Elisa Baş: Am Samstag war der Unmut und die Enttäuschung zahlreicher Aktivist*innen und Demonstrant*innen deutlicher denn je zu spüren. Was die Klimagerechtigkeitsbewegung gerade eint, ist vor allem Wut über die Heuchelei der Grünen Partei: Die Wirtschaftsministerin Mona Neubaur posierte im Wahlkampf im Garzweiler Braunkohlerevier mit dem Hashtag #AlleDörferBleiben, nur um dann, nach ihrer Wahl, höchstpersönlich für Gegenteiliges zu sorgen.
Und als Robert Habeck “Lützerath sei das falsch gewählte Symbol” sagte, war das nichts weiter als ein Versuch, die reale Bedeutung seiner klimafeindlichen Politik zu bagatellisieren. Nein, Lützerath ist kein Symbol, hier drunter steckt reale Kohle im Umfang von 280 Millionen Tonnen, die die Grünen für die realen Kapitalinteressen RWEs real abbaggern lassen und dabei eine ganz konkrete und erlebbare Klimakrise anheizen. Und das, trotz realer Wahlversprechen. Vielmehr wird deutlicher denn je: Lützerath ist die Achillesferse der Grünen. Das Dorf steht wortwörtlich am Rande des Abgrunds und die Grünen sind kurz davor, mit Lützerath ihre Wahlversprechen und Glaubwürdigkeit zu opfern.
^^^^
■ **AUFGABE**
Beantworte anhand des Auszugs über Lützerath:
(a) Mit welchem Hashtag posierte Mona Neubaur im Wahlkampf?
(b) Wie viel Kohle steckt laut Text unter Lützerath?
(c) Als was wird Lützerath für die Grünen bezeichnet?
Das Material spielt hierfür keine Rolle.

■ **EINGABEDATEN**
^^^^
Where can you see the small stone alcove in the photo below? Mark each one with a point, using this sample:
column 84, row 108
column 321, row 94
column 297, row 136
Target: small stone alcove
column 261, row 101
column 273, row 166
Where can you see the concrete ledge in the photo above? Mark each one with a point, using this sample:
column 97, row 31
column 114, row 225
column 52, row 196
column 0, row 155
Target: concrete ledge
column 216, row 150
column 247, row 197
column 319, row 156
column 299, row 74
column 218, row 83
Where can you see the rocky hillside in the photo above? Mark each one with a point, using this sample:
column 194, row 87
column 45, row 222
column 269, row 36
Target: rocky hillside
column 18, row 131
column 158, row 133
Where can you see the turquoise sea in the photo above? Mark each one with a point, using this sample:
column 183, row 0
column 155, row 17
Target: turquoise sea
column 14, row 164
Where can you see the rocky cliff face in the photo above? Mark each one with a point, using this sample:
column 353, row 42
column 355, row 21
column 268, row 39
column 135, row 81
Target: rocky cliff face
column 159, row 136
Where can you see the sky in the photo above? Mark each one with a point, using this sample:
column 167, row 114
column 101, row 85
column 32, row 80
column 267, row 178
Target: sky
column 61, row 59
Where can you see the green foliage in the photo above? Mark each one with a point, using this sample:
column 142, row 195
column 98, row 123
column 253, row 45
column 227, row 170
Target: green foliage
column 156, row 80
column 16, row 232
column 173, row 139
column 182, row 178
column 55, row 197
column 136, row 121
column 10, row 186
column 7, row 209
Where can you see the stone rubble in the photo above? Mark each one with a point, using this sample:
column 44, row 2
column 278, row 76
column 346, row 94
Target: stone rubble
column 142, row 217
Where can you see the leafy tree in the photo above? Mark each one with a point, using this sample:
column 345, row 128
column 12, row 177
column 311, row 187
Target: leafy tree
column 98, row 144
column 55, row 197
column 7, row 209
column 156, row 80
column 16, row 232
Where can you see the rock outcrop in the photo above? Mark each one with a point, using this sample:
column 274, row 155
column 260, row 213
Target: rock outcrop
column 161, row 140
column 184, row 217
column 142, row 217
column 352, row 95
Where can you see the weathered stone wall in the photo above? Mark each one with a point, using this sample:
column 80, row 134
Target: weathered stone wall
^^^^
■ **LÖSUNG**
(a) #AlleDörferBleiben
(b) 280 Millionen Tonnen
(c) Als Achillesferse der Grünen